* **Texto**
· · ·
Discurso durante a 134ª Sessão Não Deliberativa, no Senado Federal

Voto de pesar pelo falecimento do ex-Governador Miguel Arraes, ocorrido no dia 13 do corrente, em Recife-PE.

Autor
Arthur Virgílio (PSDB - Partido da Social Democracia Brasileira/AM)
Nome completo: Arthur Virgílio do Carmo Ribeiro Neto
Casa
Senado Federal
Tipo
Discurso
Resumo por assunto
HOMENAGEM.:
  • Voto de pesar pelo falecimento do ex-Governador Miguel Arraes, ocorrido no dia 13 do corrente, em Recife-PE.
Publicação
Publicação no DSF de 16/08/2005 - Página 27561
Assunto
Outros > HOMENAGEM.
Indexação
  • HOMENAGEM POSTUMA, MIGUEL ARRAES, EX GOVERNADOR, EX-DEPUTADO, PRESIDENTE, PARTIDO POLITICO, PARTIDO SOCIALISTA BRASILEIRO (PSB), ELOGIO, VIDA PUBLICA, LUTA, DEMOCRACIA, BRASIL.

O SR. ARTHUR VIRGÍLIO (PSDB - AM. Para encaminhar a votação. Com revisão do orador.) - Sr. Presidente, Srªs e Srs. Senadores, no mundo onde ainda cabem, infelizmente, alguns sectários ideológicos, devo dizer que, jovem Deputado, aprendi que não exatamente quem estivesse do meu lado seria um ser perfeito e que não obrigatoriamente quem estivesse contra mim haveria de merecer todos os apodos.

Eu assistia, por exemplo, às reuniões da Comissão de Constituição e Justiça, e eu via Deputados do PDS que davam sustentação ao regime militar, que eu tanto combatia, e eu ali também cultura jurídica, boa-fé, correção; correção que, às vezes, eu tinha que admitir pudesse talvez até faltar em pessoas que estavam nas hostes da Oposição. E o vice era versa, ou seja, já àquela altura, eu preparava meu cérebro e meu coração para a idéia de que a verdade absoluta não é propriedade de ninguém e ela nem sequer existe.
· · ·
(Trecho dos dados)
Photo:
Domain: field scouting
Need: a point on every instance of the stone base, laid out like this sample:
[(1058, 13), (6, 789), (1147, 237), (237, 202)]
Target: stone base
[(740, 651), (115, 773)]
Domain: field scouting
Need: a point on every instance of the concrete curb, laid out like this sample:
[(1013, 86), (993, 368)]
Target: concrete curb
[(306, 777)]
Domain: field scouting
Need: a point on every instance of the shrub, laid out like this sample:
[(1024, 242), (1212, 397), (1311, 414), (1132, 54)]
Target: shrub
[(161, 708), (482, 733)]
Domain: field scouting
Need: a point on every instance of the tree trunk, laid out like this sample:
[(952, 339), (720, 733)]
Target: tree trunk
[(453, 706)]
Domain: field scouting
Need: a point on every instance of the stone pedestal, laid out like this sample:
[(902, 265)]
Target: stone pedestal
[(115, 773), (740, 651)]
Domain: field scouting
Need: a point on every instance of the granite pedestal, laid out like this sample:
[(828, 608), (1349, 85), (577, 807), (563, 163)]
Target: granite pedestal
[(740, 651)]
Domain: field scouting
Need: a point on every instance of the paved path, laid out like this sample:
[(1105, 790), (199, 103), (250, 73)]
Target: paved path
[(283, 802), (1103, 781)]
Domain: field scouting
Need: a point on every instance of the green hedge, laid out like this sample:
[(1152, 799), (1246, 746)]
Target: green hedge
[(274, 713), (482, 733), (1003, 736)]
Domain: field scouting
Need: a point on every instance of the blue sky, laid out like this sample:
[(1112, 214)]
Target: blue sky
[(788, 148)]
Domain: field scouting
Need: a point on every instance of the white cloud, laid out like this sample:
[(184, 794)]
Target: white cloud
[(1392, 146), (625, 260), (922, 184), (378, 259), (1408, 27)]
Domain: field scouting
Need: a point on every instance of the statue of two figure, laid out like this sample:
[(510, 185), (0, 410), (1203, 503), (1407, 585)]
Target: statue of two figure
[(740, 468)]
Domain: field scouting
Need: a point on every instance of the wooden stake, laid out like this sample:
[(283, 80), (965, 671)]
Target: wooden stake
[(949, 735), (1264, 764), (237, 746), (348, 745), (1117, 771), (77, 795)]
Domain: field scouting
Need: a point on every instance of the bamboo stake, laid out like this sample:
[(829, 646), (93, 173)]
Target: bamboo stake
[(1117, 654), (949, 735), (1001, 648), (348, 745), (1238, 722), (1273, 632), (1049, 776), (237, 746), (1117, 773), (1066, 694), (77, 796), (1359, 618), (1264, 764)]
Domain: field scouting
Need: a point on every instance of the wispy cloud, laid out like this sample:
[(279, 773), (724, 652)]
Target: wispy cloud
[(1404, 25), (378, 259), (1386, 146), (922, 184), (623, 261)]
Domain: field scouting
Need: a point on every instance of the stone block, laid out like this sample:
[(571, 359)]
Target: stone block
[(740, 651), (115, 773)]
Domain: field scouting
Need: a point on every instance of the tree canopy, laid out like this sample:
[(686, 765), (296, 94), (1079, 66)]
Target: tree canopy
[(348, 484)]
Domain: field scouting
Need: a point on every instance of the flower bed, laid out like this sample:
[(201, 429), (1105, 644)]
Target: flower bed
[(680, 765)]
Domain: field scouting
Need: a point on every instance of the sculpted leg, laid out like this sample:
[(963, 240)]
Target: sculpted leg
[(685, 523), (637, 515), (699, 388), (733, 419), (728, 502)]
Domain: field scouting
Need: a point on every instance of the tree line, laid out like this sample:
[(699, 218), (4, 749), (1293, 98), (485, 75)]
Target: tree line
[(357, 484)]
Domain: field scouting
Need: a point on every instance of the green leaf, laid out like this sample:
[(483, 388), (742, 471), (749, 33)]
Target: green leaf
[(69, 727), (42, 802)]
· · ·
* **Tarefas**
[A] Imprima o trecho do texto que começa nas palavras "O SR. ARTHUR" e termina após "todos os apodos.".
[B] Liste todas as siglas de partidos políticos que aparecem no texto.
Os dados não são usados em nenhuma das tarefas.

* **Respostas esperadas**
[A]
O SR. ARTHUR VIRGÍLIO (PSDB - AM. Para encaminhar a votação. Com revisão do orador.) - Sr. Presidente, Srªs e Srs. Senadores, no mundo onde ainda cabem, infelizmente, alguns sectários ideológicos, devo dizer que, jovem Deputado, aprendi que não exatamente quem estivesse do meu lado seria um ser perfeito e que não obrigatoriamente quem estivesse contra mim haveria de merecer todos os apodos.

[B] PSDB, PSB, PDS